Work instructions:
Reproduce each of the following lines word for word, with no changes.

============

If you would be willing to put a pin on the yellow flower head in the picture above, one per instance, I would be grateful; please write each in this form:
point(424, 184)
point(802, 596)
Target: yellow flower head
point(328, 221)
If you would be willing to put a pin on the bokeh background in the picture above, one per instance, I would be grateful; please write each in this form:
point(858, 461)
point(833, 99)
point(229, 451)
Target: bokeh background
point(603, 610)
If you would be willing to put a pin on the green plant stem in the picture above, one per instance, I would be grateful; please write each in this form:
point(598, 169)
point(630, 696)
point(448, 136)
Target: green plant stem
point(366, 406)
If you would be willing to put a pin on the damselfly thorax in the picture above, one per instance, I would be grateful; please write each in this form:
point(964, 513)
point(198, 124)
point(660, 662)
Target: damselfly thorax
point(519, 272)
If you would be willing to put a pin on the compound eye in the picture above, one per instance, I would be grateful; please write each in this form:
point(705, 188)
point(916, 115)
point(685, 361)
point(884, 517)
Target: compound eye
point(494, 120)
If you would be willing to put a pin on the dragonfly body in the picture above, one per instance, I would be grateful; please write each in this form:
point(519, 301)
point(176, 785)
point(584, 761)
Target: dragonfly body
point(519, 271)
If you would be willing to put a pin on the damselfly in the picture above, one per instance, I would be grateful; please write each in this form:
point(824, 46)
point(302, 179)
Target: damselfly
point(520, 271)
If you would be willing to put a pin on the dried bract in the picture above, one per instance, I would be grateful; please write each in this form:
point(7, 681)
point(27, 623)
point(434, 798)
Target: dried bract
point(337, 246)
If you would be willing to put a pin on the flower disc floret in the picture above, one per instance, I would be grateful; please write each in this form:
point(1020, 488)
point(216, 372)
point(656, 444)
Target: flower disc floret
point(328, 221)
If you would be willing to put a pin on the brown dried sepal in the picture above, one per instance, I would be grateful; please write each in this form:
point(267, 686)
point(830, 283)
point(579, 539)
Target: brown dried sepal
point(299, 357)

============

Response:
If you would be willing to put a pin on the yellow flower head in the picture above, one per instance, I would be grateful; please write each in this form:
point(424, 184)
point(802, 596)
Target: yellow flower head
point(328, 221)
If you would be willing to put a pin on the bokeh background in the picture above, one per instance, I would be grateful; please write each in this form:
point(858, 461)
point(833, 99)
point(229, 451)
Target: bokeh background
point(603, 610)
If you would be willing to put a pin on the green plant stem in the picture above, one per instance, I would be grateful; please write each in this form:
point(598, 169)
point(630, 696)
point(448, 136)
Target: green plant stem
point(366, 406)
If you would be willing to put a pin on the damselfly thorax in the picture above, one per instance, I would be grateful; please write each in this form:
point(964, 513)
point(198, 124)
point(660, 662)
Target: damselfly thorax
point(519, 272)
If you would be willing to put a pin on the compound eye in the picture above, one per instance, I would be grateful; please write each in this form:
point(705, 188)
point(916, 115)
point(685, 361)
point(884, 517)
Target: compound eye
point(494, 120)
If you would be willing to put a pin on the dragonfly body in the picture above, one per instance, I would be grateful; please write each in this form:
point(519, 301)
point(176, 785)
point(584, 761)
Target: dragonfly body
point(519, 271)
If you would be willing to put a pin on the damselfly in the picture above, one per instance, I would be grateful; please write each in this form:
point(824, 46)
point(302, 179)
Target: damselfly
point(520, 271)
If you would be willing to put a pin on the dried bract in the picture above, one per instance, I would be grateful; please write each in this form:
point(7, 681)
point(27, 623)
point(434, 798)
Target: dried bract
point(337, 246)
If you would be willing to put a pin on the flower disc floret in the picture above, one per instance, I would be grateful; please write each in this form:
point(1020, 488)
point(216, 372)
point(656, 444)
Target: flower disc floret
point(328, 221)
If you would be willing to put a pin on the brown dried sepal in the picture above, one per instance, I would be grateful; please write each in this form:
point(267, 686)
point(830, 283)
point(579, 539)
Target: brown dried sepal
point(299, 357)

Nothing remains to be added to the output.